**Work to do**
Can you reproduce, word for word, the part of the date-normalization thread below from "Emilio Dorigatti ·" to "code to python?"?

**Extracted text**
--*--
Normalize Date Expressions in Training Set

Question

Normalize Date Expressions in Training Set

marfox opened this issue 9 years ago · comments

Lots of FEs are dates:

absolute, e.g., May 2008
relative, e.g., the previous season
interval, e.g., from 2008 to 2015

A normalizer based on this CFG grammar should be implemented at training set building time.
It is written as an ANTLR grammar.

N.B.

Please submit your pull request to (or work on) the date-normalizer branch.

Emilio Dorigatti · Answer 1 · Wed May 06 2015 01:53:06 GMT+0800 (China Standard Time)

Hello Marco, I found out that antlr4 is able to produce python output given a grammar file. This would be ideal but the grammar you provided contains java code instead of python code. Are you using some kind of tool to automate the generation of this grammar? How hard do you think it is to convert that code to python?

Edit: I am trying to do it via vim regexes right now, results seem promising ;)

Marco Fossati · Answer 2 · Wed May 06 2015 16:15:45 GMT+0800 (China Standard Time)

On 5/5/15 7:53 PM, Emilio Dorigatti wrote:

Hello Marco, I found out that antlr4 is able to produce python output
given a grammar file.
Perfect!
This would be ideal but the grammar you provided
contains java code instead of python code. Are you using some kind of
tool to automate the generation of this grammar?
--*--
**Provided records**
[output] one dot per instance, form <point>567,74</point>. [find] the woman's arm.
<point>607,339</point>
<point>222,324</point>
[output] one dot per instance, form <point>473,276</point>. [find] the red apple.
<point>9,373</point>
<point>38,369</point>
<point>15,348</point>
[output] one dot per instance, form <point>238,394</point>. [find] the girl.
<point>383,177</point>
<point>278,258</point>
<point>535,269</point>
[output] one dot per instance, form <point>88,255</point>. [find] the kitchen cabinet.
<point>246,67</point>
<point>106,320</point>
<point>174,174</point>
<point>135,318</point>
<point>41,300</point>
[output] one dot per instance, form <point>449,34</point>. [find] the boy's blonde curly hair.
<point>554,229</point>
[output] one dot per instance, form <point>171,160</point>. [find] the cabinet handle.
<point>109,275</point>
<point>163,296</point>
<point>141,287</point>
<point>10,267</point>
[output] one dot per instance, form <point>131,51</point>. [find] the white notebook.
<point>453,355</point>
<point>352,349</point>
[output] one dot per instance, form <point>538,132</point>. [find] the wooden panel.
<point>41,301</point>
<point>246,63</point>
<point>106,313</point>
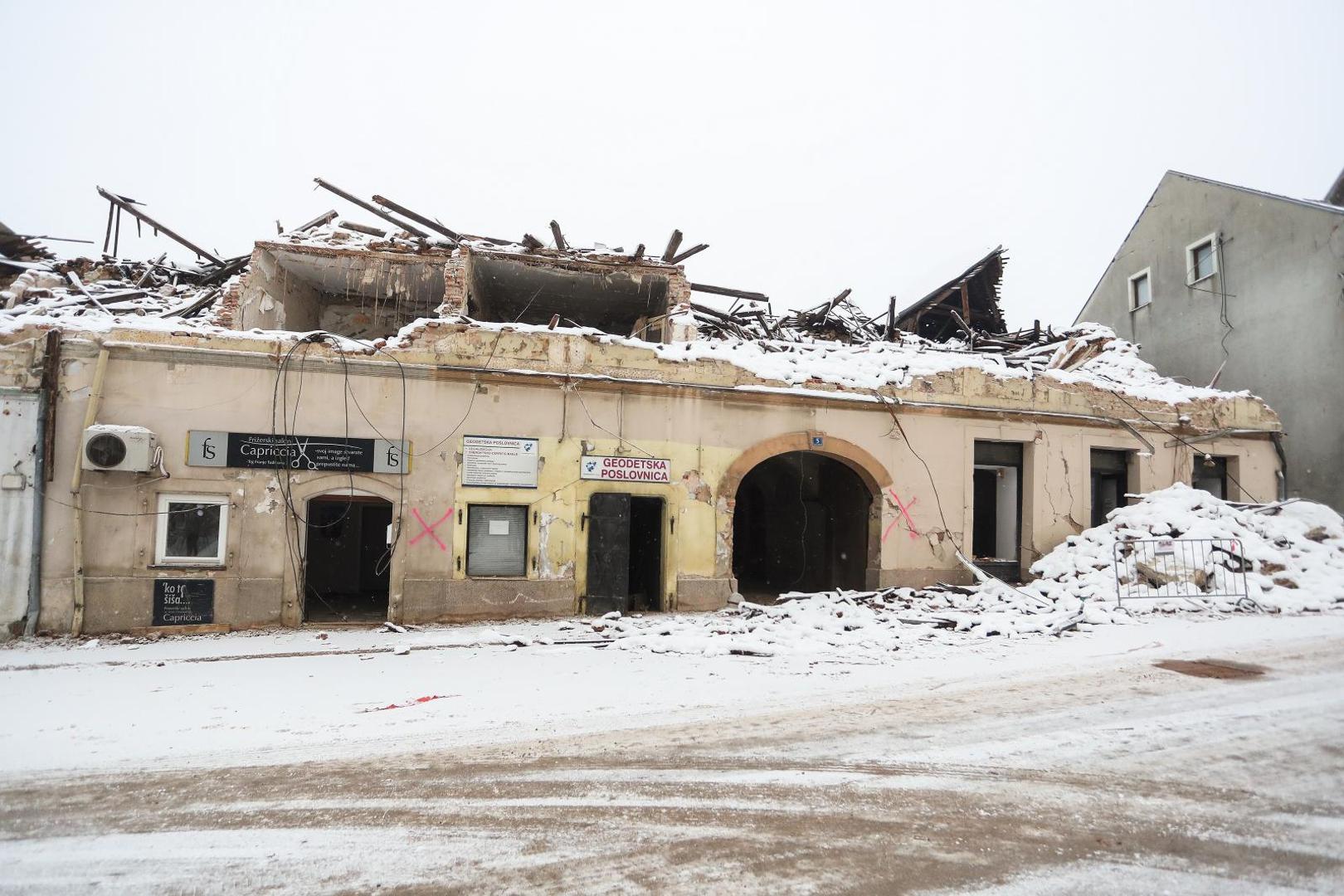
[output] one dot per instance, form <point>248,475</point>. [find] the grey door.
<point>609,553</point>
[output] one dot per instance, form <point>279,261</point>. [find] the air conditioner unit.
<point>119,448</point>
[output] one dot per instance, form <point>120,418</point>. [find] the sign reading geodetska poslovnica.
<point>500,461</point>
<point>626,469</point>
<point>268,450</point>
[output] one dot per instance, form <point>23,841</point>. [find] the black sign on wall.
<point>184,602</point>
<point>268,450</point>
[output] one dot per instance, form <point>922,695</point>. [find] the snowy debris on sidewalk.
<point>1294,557</point>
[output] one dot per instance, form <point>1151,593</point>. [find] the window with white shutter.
<point>496,539</point>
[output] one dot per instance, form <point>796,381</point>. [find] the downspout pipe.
<point>1277,438</point>
<point>39,501</point>
<point>77,481</point>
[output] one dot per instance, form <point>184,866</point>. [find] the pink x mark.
--*--
**The output**
Emilio Dorigatti · Answer 1 · Wed May 06 2015 01:53:06 GMT+0800 (China Standard Time)

Hello Marco, I found out that antlr4 is able to produce python output given a grammar file. This would be ideal but the grammar you provided contains java code instead of python code. Are you using some kind of tool to automate the generation of this grammar? How hard do you think it is to convert that code to python?